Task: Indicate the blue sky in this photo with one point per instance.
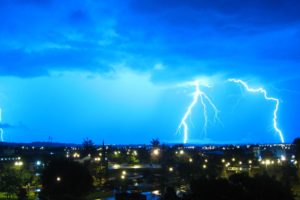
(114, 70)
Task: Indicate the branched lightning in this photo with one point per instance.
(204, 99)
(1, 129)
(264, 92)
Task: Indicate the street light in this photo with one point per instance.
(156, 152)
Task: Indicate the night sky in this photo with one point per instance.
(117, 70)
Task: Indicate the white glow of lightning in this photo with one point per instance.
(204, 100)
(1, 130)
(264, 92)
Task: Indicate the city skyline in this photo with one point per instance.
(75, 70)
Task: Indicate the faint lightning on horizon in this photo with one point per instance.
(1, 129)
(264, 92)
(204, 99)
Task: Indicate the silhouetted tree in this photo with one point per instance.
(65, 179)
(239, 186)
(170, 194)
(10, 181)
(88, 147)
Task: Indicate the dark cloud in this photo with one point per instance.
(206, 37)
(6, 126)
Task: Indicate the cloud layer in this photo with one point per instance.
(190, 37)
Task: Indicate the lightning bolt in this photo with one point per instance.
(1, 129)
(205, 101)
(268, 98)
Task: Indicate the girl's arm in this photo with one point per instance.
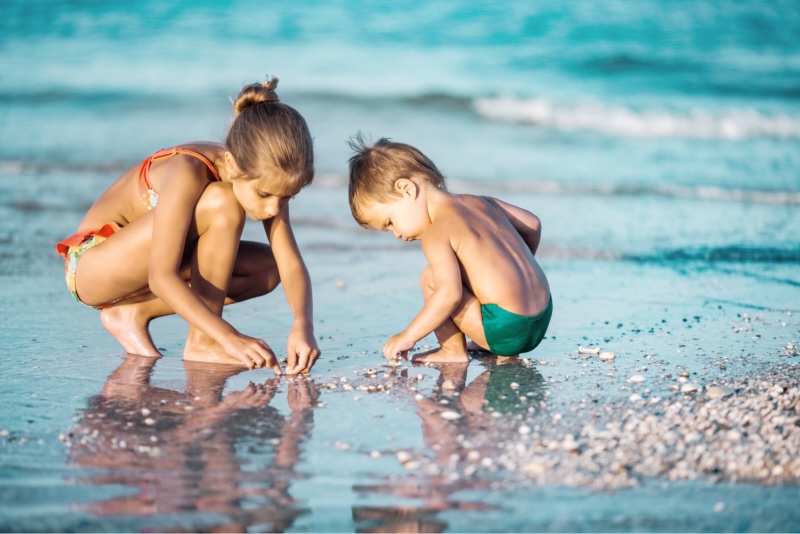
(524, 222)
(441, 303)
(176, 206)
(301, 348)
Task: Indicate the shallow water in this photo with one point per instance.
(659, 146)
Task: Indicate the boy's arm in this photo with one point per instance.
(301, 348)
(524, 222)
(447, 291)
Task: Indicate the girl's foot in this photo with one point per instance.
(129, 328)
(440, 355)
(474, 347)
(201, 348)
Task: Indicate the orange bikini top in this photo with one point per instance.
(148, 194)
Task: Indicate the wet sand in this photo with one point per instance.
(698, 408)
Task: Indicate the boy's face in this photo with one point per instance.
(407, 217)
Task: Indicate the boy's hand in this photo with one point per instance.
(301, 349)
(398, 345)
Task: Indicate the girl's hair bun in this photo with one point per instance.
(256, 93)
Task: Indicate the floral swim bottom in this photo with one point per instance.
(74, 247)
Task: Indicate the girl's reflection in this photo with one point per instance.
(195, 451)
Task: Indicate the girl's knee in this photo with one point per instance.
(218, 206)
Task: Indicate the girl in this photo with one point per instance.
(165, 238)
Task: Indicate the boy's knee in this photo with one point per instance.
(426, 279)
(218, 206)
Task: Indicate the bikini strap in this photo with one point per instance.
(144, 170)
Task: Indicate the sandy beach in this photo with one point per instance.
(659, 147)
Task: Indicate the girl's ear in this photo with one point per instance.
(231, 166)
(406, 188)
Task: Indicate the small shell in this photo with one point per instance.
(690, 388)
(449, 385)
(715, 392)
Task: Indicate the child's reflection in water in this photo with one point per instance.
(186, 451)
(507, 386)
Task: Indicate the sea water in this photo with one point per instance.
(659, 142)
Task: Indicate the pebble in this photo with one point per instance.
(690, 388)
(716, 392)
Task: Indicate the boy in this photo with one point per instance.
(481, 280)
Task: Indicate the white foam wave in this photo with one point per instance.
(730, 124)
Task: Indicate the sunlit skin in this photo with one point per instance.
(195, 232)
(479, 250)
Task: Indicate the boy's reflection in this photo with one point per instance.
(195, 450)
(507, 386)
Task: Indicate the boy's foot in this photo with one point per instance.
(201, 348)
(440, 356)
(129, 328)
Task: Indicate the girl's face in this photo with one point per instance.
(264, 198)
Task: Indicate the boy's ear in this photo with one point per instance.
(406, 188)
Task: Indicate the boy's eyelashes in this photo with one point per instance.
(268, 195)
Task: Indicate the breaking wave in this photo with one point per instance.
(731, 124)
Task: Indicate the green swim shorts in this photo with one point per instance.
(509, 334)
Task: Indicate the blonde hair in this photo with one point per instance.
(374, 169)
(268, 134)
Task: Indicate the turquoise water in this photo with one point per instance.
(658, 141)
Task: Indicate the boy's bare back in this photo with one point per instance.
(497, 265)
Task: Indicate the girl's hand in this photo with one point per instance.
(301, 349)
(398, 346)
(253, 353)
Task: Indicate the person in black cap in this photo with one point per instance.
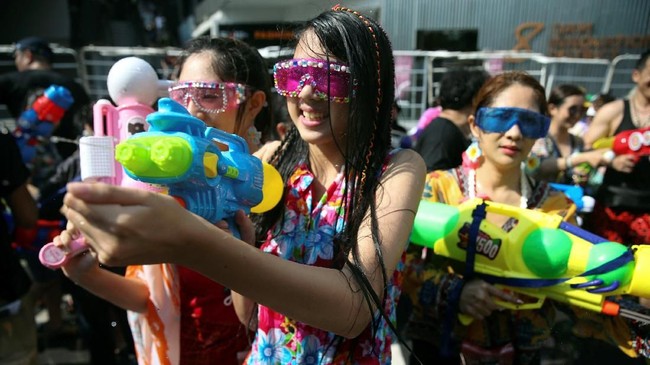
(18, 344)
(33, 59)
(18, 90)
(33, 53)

· · · · · · ·

Task -
Please output every line of the records above as a Markdown table with two columns, Row (a running number) and Record text (the line itself), skipping blank lines and leaving out the pictures.

Solved problem -
| Row | Record text |
|---|---|
| 1 | Task: Indicate the blue sky in this photo with one point per instance. |
| 2 | (114, 70) |
| 3 | Task: Indicate the branched lightning in this photo with one point per instance. |
| 4 | (204, 99) |
| 5 | (1, 129) |
| 6 | (264, 92) |
| 7 | Task: Indicate the street light in this photo with one point per instance. |
| 8 | (156, 152) |
| 9 | Task: Indicate the night sky in this photo with one point per instance. |
| 10 | (117, 70) |
| 11 | Task: Indicate the white glow of lightning in this photo with one point per instance. |
| 12 | (204, 100) |
| 13 | (1, 130) |
| 14 | (264, 92) |
| 15 | Task: Indicate the city skyline in this photo with one point per instance. |
| 16 | (75, 70) |
| 17 | Task: Indicate the faint lightning on horizon in this photo with one point per instance. |
| 18 | (1, 129) |
| 19 | (264, 92) |
| 20 | (204, 99) |
| 21 | Task: Indicate the silhouetted tree in this photo with one point per instance. |
| 22 | (65, 179) |
| 23 | (239, 186) |
| 24 | (170, 194) |
| 25 | (10, 181) |
| 26 | (88, 147) |
| 27 | Task: Indicate the dark cloud in this photo with one point per instance. |
| 28 | (206, 37) |
| 29 | (6, 126) |
| 30 | Task: Indicate the cloud layer in this photo with one point per instance. |
| 31 | (190, 37) |
| 32 | Task: Indicate the lightning bolt in this photo with one point per instance. |
| 33 | (1, 129) |
| 34 | (205, 101) |
| 35 | (268, 98) |
| 36 | Task: Indicate the girl's arm in this photo with one point per instance. |
| 37 | (524, 222) |
| 38 | (441, 303) |
| 39 | (176, 206) |
| 40 | (301, 348) |
| 41 | Task: Indicate the shallow water in this photo with one point per instance. |
| 42 | (659, 146) |
| 43 | Task: Indicate the boy's arm in this photo with one point per instance. |
| 44 | (301, 348) |
| 45 | (524, 222) |
| 46 | (447, 291) |
| 47 | Task: Indicate the girl's foot in this photo with one point per instance. |
| 48 | (129, 328) |
| 49 | (440, 355) |
| 50 | (474, 347) |
| 51 | (201, 348) |
| 52 | Task: Indicate the orange bikini top in this photo with one point per instance. |
| 53 | (148, 194) |
| 54 | Task: Indicate the wet sand in this photo with one point per instance. |
| 55 | (698, 408) |
| 56 | Task: Indicate the boy's face in this photo with one point per instance. |
| 57 | (407, 217) |
| 58 | Task: Indicate the boy's hand in this photo with one point per instance. |
| 59 | (301, 349) |
| 60 | (398, 345) |
| 61 | Task: Indicate the girl's hair bun in this photo with one point per instance. |
| 62 | (256, 93) |
| 63 | Task: Indicate the floral swim bottom in this photo with one point per instance. |
| 64 | (74, 247) |
| 65 | Task: Indicate the girl's reflection in this photo with one point per instance. |
| 66 | (195, 451) |
| 67 | Task: Indicate the girl's knee in this photo with one point per instance. |
| 68 | (218, 206) |
| 69 | Task: Indicate the girl in this photo with one point per instance. |
| 70 | (165, 238) |
| 71 | Task: Indicate the boy's knee in this photo with one point per instance. |
| 72 | (426, 279) |
| 73 | (218, 206) |
| 74 | Task: Indicate the bikini strap in this photo with one point per instance. |
| 75 | (144, 170) |
| 76 | Task: Indicate the sandy beach in this photo with one point per instance. |
| 77 | (659, 147) |
| 78 | Task: Indicate the girl's ear in this photo with one point per instance. |
| 79 | (231, 166) |
| 80 | (406, 188) |
| 81 | Task: Indicate the small shell in this photo with one point per instance. |
| 82 | (690, 388) |
| 83 | (449, 385) |
| 84 | (715, 392) |
| 85 | Task: Indicate the child's reflection in water in this photo with one point per instance. |
| 86 | (186, 451) |
| 87 | (507, 386) |
| 88 | Task: Indicate the sea water in this photo with one point per instance. |
| 89 | (659, 142) |
| 90 | Task: Indicate the pebble in this photo with one point per instance. |
| 91 | (690, 388) |
| 92 | (716, 392) |
| 93 | Task: Indicate the boy in this photo with one point per instance. |
| 94 | (481, 280) |
| 95 | Task: Indicate the white foam wave in this photo with one point per instance. |
| 96 | (730, 124) |
| 97 | Task: Indicate the sunlit skin in this photo with one point per instance. |
| 98 | (195, 232) |
| 99 | (479, 250) |
| 100 | Task: Indicate the boy's reflection in this photo with one point per instance. |
| 101 | (195, 450) |
| 102 | (507, 386) |
| 103 | Task: Indicate the boy's foot in this photo with one point per instance. |
| 104 | (201, 348) |
| 105 | (440, 356) |
| 106 | (129, 328) |
| 107 | Task: Indicate the girl's face in this photo with one point per instance. |
| 108 | (264, 198) |
| 109 | Task: Indicate the boy's ear in this photo with one point per instance. |
| 110 | (406, 188) |
| 111 | Task: Indicate the boy's eyelashes in this photo with one point per instance. |
| 112 | (268, 195) |
| 113 | Task: Indicate the breaking wave in this photo with one point per instance. |
| 114 | (731, 124) |
| 115 | Task: Indicate the green swim shorts in this photo with one point per instance. |
| 116 | (509, 334) |
| 117 | Task: Indicate the blonde hair in this photo with one point per instance. |
| 118 | (374, 169) |
| 119 | (268, 134) |
| 120 | Task: Indicate the turquoise water in this photo with one point per instance. |
| 121 | (658, 141) |
| 122 | Task: Indicate the boy's bare back in this photo with one point per instance. |
| 123 | (497, 265) |
| 124 | Task: Indicate the girl's hand in this photo with one point per instance. |
| 125 | (301, 349) |
| 126 | (398, 346) |
| 127 | (253, 353) |
| 128 | Task: Indicate the person in black cap in this photo with one point per instance. |
| 129 | (18, 344) |
| 130 | (33, 59) |
| 131 | (18, 90) |
| 132 | (33, 53) |